Extracted material:
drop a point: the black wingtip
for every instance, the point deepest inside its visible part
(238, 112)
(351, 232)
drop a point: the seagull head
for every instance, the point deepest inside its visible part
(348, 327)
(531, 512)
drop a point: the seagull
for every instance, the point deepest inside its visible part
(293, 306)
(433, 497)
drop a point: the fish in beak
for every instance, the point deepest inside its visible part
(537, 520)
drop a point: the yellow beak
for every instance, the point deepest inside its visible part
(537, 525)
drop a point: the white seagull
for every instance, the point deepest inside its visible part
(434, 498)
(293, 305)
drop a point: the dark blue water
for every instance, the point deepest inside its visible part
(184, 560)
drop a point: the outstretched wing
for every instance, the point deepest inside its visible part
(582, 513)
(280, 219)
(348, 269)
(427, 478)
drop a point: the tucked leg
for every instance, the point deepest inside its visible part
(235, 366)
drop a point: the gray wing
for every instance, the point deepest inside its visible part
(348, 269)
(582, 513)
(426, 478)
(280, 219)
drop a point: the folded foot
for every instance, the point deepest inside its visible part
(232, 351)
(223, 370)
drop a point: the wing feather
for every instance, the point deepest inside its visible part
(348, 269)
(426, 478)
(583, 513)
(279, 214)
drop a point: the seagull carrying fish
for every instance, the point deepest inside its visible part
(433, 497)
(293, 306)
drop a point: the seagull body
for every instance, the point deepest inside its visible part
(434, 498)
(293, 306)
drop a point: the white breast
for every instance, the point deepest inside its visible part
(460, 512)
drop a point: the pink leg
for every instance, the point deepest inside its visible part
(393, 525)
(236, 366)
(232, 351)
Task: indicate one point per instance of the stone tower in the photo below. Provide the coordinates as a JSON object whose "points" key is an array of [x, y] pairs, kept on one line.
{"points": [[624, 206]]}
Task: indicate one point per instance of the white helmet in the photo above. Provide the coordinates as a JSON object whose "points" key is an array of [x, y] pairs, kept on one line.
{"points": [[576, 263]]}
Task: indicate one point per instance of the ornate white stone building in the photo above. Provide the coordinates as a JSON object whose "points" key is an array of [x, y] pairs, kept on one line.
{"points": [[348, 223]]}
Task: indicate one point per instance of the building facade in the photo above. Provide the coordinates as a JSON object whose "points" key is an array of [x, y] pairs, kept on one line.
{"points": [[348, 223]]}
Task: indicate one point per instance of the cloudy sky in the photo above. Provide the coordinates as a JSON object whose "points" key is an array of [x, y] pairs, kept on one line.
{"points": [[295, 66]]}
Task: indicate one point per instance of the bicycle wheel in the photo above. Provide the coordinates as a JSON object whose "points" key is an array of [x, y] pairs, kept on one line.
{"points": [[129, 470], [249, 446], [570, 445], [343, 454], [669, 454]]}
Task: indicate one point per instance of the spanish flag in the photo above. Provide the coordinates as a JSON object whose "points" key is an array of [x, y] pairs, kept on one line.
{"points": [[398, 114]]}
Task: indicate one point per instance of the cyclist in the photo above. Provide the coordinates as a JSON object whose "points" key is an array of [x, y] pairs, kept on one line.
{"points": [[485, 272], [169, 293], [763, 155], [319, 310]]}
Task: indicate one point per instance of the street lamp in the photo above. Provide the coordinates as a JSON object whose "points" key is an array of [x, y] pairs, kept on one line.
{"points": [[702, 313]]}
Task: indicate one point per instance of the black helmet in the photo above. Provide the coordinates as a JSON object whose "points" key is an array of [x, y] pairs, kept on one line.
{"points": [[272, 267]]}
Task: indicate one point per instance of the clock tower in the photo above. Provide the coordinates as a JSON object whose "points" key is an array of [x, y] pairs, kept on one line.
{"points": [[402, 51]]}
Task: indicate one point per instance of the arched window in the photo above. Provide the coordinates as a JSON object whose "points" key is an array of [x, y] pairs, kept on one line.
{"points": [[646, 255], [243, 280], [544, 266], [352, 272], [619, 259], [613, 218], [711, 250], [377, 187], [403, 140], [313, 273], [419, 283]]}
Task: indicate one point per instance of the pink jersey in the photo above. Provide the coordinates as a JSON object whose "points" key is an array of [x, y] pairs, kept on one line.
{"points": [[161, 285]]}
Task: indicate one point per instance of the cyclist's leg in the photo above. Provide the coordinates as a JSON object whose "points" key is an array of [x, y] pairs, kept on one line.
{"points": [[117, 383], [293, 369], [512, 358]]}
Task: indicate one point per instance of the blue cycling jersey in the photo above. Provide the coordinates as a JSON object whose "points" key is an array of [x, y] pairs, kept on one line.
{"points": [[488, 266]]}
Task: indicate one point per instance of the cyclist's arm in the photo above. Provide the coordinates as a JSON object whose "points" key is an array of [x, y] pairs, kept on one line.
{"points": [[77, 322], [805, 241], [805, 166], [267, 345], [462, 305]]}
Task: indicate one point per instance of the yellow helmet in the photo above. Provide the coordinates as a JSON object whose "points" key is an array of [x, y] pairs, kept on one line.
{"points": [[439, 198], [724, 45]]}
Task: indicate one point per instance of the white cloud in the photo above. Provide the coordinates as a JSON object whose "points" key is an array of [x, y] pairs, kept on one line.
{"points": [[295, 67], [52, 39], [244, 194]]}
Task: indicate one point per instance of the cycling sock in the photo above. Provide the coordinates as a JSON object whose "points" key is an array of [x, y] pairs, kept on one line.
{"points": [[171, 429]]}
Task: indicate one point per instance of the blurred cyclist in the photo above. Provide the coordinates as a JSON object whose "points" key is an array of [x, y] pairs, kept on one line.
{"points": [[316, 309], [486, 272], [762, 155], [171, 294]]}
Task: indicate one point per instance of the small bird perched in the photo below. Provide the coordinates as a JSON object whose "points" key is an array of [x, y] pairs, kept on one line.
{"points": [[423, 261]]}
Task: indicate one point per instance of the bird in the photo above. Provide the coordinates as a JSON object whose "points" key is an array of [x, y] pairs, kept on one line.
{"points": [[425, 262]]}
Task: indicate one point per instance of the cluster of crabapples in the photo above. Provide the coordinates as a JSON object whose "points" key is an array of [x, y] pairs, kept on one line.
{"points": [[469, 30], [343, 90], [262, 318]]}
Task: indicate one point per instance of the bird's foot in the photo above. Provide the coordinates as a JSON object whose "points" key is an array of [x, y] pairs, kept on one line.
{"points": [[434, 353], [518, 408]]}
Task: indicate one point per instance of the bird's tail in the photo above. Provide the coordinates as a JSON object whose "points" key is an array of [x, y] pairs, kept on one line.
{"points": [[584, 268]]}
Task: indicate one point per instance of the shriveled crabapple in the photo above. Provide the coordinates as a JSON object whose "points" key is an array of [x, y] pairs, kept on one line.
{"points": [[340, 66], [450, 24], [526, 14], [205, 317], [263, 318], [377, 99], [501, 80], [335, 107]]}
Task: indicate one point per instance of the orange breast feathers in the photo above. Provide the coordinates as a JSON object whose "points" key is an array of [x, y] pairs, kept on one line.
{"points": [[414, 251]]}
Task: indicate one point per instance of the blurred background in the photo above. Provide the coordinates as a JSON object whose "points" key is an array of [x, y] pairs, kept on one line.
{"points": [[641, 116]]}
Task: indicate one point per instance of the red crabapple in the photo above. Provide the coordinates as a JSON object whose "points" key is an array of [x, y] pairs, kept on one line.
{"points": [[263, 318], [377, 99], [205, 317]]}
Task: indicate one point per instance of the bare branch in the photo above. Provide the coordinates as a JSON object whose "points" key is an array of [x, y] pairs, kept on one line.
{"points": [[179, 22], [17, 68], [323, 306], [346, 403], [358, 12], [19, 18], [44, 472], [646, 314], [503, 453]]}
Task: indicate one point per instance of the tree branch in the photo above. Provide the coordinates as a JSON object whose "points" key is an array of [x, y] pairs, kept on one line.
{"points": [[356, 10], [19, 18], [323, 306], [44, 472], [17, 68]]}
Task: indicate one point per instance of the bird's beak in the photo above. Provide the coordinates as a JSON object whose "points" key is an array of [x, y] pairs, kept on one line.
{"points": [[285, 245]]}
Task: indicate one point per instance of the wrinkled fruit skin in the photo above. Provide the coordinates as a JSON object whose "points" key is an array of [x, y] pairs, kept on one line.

Directions: Copy all lines of the records that have the string "seagull" in them.

Reply to the task:
drop a point: the seagull head
drop a point: the seagull
drop a point: the white seagull
drop a point: the seagull carrying fish
drop a point: the seagull body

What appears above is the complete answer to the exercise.